:: TASK ::
From the line containing "User intent: interact with the circular" down to the last line of the material, return those lines verbatim and only those.

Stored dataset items
========
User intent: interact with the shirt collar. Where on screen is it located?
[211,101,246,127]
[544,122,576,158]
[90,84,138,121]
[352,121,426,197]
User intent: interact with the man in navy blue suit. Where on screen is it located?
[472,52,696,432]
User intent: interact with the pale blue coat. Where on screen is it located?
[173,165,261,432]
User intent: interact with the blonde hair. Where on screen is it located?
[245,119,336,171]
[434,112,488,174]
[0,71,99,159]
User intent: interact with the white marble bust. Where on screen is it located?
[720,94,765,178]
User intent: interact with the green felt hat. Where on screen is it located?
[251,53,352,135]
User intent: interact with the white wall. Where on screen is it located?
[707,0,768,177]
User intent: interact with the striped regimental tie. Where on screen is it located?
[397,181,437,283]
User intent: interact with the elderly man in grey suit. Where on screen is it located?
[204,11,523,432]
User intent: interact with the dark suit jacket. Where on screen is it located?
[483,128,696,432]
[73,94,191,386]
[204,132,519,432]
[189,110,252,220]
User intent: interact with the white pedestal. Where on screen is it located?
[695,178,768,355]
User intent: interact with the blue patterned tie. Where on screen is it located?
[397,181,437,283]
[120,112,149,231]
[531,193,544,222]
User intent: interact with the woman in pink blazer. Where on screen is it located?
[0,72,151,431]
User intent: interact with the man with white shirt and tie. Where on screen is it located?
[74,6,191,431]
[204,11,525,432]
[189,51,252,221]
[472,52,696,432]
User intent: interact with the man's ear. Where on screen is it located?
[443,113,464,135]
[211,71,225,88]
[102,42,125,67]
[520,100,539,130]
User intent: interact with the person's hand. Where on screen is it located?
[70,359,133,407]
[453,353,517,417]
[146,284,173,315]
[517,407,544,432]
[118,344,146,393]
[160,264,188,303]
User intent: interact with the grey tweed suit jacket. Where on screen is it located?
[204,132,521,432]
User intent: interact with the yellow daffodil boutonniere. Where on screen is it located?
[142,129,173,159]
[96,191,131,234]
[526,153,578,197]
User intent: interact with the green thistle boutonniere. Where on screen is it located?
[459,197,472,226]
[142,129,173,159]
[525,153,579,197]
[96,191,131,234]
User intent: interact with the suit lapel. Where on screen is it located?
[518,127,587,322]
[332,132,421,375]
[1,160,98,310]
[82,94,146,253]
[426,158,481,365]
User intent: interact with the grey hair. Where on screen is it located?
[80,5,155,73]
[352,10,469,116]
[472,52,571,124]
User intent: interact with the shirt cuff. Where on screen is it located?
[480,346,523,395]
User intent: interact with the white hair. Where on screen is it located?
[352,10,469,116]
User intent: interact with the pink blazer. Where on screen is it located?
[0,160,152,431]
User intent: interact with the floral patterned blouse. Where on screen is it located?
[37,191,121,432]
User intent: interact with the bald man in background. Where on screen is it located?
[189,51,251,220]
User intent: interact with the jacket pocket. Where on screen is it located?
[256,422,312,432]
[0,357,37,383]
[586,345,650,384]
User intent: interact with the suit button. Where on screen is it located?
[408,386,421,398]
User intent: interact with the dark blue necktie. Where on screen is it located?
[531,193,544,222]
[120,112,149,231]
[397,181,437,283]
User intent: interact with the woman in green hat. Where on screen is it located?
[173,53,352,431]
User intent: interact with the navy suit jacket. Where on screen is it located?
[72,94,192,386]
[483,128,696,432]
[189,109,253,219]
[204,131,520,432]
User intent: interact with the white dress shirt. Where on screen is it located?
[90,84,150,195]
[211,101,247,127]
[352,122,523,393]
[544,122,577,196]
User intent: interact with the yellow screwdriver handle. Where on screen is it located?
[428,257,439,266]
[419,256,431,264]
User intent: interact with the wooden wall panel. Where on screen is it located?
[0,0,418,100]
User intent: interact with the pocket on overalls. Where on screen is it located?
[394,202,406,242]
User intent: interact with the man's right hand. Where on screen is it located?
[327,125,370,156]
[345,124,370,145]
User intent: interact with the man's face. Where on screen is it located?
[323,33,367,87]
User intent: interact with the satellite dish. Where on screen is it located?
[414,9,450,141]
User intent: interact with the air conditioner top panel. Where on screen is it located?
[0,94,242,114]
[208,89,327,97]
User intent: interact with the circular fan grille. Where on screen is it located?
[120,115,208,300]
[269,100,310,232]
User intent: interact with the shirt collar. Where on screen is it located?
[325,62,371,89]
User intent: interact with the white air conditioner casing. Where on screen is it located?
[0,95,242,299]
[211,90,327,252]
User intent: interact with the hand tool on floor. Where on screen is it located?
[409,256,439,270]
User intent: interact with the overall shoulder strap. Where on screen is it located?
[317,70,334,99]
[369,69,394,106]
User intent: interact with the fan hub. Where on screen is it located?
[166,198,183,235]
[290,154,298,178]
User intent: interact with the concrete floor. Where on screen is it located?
========
:: THE RESULT ::
User intent: interact with the circular fan grille. Where on screen is it located?
[120,115,208,300]
[269,100,310,232]
User intent: interact with the shirt collar. Where on screen is it located?
[325,62,371,89]
User intent: interact with the white air conditioner casing. Where on screen is it located?
[0,95,242,299]
[211,90,327,252]
User intent: interact with the hand tool on floor. Where on screen is it located?
[409,256,439,270]
User intent: interact with the overall shoulder strap. Where on screen is it located?
[317,70,334,99]
[369,69,394,106]
User intent: interact with the fan hub. Where on screen is it located?
[166,198,183,235]
[290,154,298,178]
User intent: interact with the concrete floor. Where on screen is it located?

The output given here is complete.